**Отрывок**.
Как-то, будучи с Есениным в Ленинграде, он отправился на прогулку раздетым до трусов, уверяя, что это необходимо для закалки. Есенин тут же понял, что сие «одеяние», по сути, то же, что его ранние плисовые шаровары или Маяковская желтая кофта. Он мгновенно остановился и выдал Приблудному по первое число:
– А знаешь, я с тобой не пойду! Не потому, что мне стыдно с тобой идти, а потому, что не нужно. Понимаешь? Не нужно! Ты что? Думаешь, я поверю, что ты из спортивных соображений голый ходишь? Брось, милый! Ты идешь голым, потому что это входит в твою программу! А мне это не нужно! Понимаешь? Уже не нужно! Ну так вот. Ты иди по левой стороне, а я – по правой.
Подчас «подвиги» Приблудного вызывали у Есенина неприкрытое раздражение, которое шло по нарастающей и отразилось в письмах к Галине Бениславской.
«Гребень, сей Приблудный, пусть вернет! У меня все это связано с капризами суеверия. Потом, пусть он бросит свою хамскую привычку обворовывать ближних!»
«Вчера Приблудный уехал в Москву. Дело в том, что он довольно-таки стал мне в копеечку, пока жил здесь. Но хамству его не было предела. Он увез мои башмаки. Не простился, потому что получил деньги. При деньгах я узнал, что это за дрянной человек. Абсолютно точь-в-точь такой же, как с папиросой. Все это мне ужасно горько. Горько еще потому, что он треплет мое имя. Здесь он всем говорил, что я его выписал. Собирал у всех деньги на мою бедность и сшил себе костюм. Ха-ха-ха – с деньгами он устраиваться умеет. Поэтому я сказал ему, чтоб он заплатил мне за башмаки. Это было ведь почти лучшее, что я имел из обуви. Он удрал. Удрал подло и низко. Повидайте его и получите с него три червонца. Сам я больше с ним не знаком и не здороваюсь. Не верьте ни одному его слову. Это низкий и продажный человек. Получить же я хочу с него ради принципа – чтобы не дать сволочи облапошить себя».

**Показанные строки**.
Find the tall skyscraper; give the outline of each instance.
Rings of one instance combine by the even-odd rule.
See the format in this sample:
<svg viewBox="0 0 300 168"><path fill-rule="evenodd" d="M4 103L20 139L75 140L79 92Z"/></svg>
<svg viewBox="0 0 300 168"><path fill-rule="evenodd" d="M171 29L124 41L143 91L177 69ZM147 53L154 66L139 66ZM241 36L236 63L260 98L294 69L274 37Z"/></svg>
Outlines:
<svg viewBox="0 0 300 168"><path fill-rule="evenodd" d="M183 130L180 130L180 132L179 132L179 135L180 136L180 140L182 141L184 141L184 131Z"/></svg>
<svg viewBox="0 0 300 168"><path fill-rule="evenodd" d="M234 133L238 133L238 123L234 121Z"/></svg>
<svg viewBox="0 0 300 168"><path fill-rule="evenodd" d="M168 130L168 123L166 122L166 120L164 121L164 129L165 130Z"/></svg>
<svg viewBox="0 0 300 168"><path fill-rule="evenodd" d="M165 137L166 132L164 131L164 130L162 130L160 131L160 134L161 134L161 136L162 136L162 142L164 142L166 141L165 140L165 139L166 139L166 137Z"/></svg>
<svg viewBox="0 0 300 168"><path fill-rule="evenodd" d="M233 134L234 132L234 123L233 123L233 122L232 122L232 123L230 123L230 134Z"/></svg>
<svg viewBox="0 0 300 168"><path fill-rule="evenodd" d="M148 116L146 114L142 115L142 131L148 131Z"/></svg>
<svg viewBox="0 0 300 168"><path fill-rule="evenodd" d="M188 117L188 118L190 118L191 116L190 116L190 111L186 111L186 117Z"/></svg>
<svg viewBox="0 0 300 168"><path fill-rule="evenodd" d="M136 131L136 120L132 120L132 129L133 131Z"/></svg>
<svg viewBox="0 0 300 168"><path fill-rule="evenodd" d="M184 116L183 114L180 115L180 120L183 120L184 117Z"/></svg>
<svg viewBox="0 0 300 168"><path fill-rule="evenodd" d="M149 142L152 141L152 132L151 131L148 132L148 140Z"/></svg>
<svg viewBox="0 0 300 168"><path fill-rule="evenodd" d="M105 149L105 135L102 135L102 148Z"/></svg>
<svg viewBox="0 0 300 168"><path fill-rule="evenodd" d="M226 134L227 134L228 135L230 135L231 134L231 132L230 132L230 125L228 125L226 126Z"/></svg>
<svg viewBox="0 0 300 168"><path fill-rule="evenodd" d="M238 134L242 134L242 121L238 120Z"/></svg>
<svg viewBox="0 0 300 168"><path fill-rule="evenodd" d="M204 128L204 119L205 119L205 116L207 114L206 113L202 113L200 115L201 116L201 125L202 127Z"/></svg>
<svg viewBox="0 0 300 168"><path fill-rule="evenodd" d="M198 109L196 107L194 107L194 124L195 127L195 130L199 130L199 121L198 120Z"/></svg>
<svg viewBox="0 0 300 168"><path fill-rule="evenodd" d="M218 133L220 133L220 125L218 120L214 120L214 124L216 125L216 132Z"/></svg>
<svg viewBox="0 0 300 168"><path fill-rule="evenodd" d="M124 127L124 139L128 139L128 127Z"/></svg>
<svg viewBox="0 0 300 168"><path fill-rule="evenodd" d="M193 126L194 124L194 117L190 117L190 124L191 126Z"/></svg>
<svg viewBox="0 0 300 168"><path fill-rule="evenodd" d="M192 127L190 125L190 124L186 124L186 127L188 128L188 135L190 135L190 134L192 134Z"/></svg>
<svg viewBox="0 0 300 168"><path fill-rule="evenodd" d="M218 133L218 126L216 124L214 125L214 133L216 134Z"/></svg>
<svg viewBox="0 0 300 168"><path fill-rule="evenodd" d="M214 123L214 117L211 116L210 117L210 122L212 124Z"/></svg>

**Короткая задача**. Пожалуйста, перепишите часть отрывка о Есенине и Приблудном, которая начинается словами «Как-то, будучи с» и заканчивается словами «к Галине Бениславской.», заменив «Ленинграде» на «Петрограде». Эти строки никак не связаны с отрывком.

**Полный ответ**.
Как-то, будучи с Есениным в Петрограде, он отправился на прогулку раздетым до трусов, уверяя, что это необходимо для закалки. Есенин тут же понял, что сие «одеяние», по сути, то же, что его ранние плисовые шаровары или Маяковская желтая кофта. Он мгновенно остановился и выдал Приблудному по первое число:
– А знаешь, я с тобой не пойду! Не потому, что мне стыдно с тобой идти, а потому, что не нужно. Понимаешь? Не нужно! Ты что? Думаешь, я поверю, что ты из спортивных соображений голый ходишь? Брось, милый! Ты идешь голым, потому что это входит в твою программу! А мне это не нужно! Понимаешь? Уже не нужно! Ну так вот. Ты иди по левой стороне, а я – по правой.
Подчас «подвиги» Приблудного вызывали у Есенина неприкрытое раздражение, которое шло по нарастающей и отразилось в письмах к Галине Бениславской.